§ **Extract**
-- BEGIN --

Friday, April 1, 2016

Running Away For President


Greetings, friends and neighbors, and boy do I have a proposition for you today. Shall I ease you into it with one of my classic introductions? I hope you said yes, because I’m going to. Here it is:
It seems that whenever someone raises the topic of our prospects for a future “leader of the free world”, most people get, let’s say, unenthusiastic about their options. Those lucky few who do have a candidate they unabashedly support often seem less than thrilled about the chances of said candidate, despite their persistent hopes. But the rest of you? Oh, the poor rest of you. You know that angered intestine feeling of voting to keep someone out of office instead of voting to put someone in, don’t you? You’ve become familiar with the overarching sense of mottled gray melancholy that comes with such sad situations, have you not?
Don’t bother answering, as I cannot hear you (I don’t know why, but I never get tired of that joke.) Also, of course you’re familiar with it. For many of us, it’s been our political way of life since we reached that carefully and not at all arbitrarily selected legal voting age of eighteen. Upon reaching said age, in which all things are revealed to us and our logic is at its purest, we instantly understand that all politicians are little more than self obsessed liars, who seek only to advance their own careers, with only a nominal interest in the populace at the best of times.
That said and I assume agreed with, I must reluctantly admit that by the time all these campaigning shenanigans come to an end, and the time comes for the masses to cast their vote, I will be thirty-five, and legally allowed to become President of the United States.
Just so you know, I would prefer not to be, as it seems to me to be the worst job ever.
Unfortunately for me, my qualifications are pretty spot on, so I must acknowledge the high probability of a victory by write in vote. It will of course have to be by write in, considering that not only do I not want the job, but also neither party would ever, in a million and seven years, nominate or support me in any way. Which, to my chagrin, stands to work in my favor, considering the high value currently being placed on the political “outsider.” In this regard, I am infinitely more qualified than any current candidate, from either party. I’ve never even worn an American Flag Pin. For those of you who believe a candidate should be an “outsider”, lacking in political experience, connection, or ambition, I am the obvious choice. I can’t say I blame you; the alternative is far from impressive.
Again, I’m not happy about this advantage, but let us move on.

-- END --

§ **Source data**
-- BEGIN --

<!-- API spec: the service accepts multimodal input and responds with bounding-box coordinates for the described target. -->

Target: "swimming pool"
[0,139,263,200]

-- END --

§ **Prompt 1**
List, in order, every sentence in the "Running Away For President" post that ends with a question mark.
§ **Prompt 2**
Carry on the "Running Away For President" post with the next few paragraphs, starting right after "Again, I'm not happy about this advantage, but let us move on."

§ **Result 1**
1. Shall I ease you into it with one of my classic introductions?
2. But the rest of you?
3. You know that angered intestine feeling of voting to keep someone out of office instead of voting to put someone in, don't you?
4. You've become familiar with the overarching sense of mottled gray melancholy that comes with such sad situations, have you not?

§ **Result 2**
Another long standing issue of the campaign wars is that of finance. A very big deal has been made about whose funding comes from where, and here again I must sadly concede my superiority to those whose names have been already thrown into the ring. No candidate can claim to have put as little money into his or her campaign, nor can any of them claim so authentically to be completely self funded. Consider, if you will, the sheer lack of existence of my campaign, which proves how little has been spent. As for the source of this zero dollars, I ask you: why would I need to ask other people for zero dollars? Believe you me, zero is the only amount of dollars I can guarantee you I will always be able to spend. Besides, other people wouldn’t even give me money for a robot vacuum.
Which, as it happens, leads me directly into yet another grudgingly made confession:I, more so by far than any of your current choices, am indeed a man of the people. Much of the rhetoric we (right there, you see? “We.” Man of the people. Boom) are all currently subjected to revolves around how each of our less than stellar choices for President Elect relates to and understands the situation of the common man. Being born rich and serving in high ranking government jobs for decades, however, does not exactly strike me as the everyman experience. As we have already established, I have no money and have not served as a high ranking government official. I even have to vacuum my own house (thanks a lot.)
Again, I feel it necessary to point out that I do not want this job, despite how clearly amazing I would be at it. Here again, even as I type this, I can feel some of you remain as yet unconvinced. Here I shall once again, despite my best interests, provide further proof, as I give you an actual solution to one of the issues relevant to this election: Immigration.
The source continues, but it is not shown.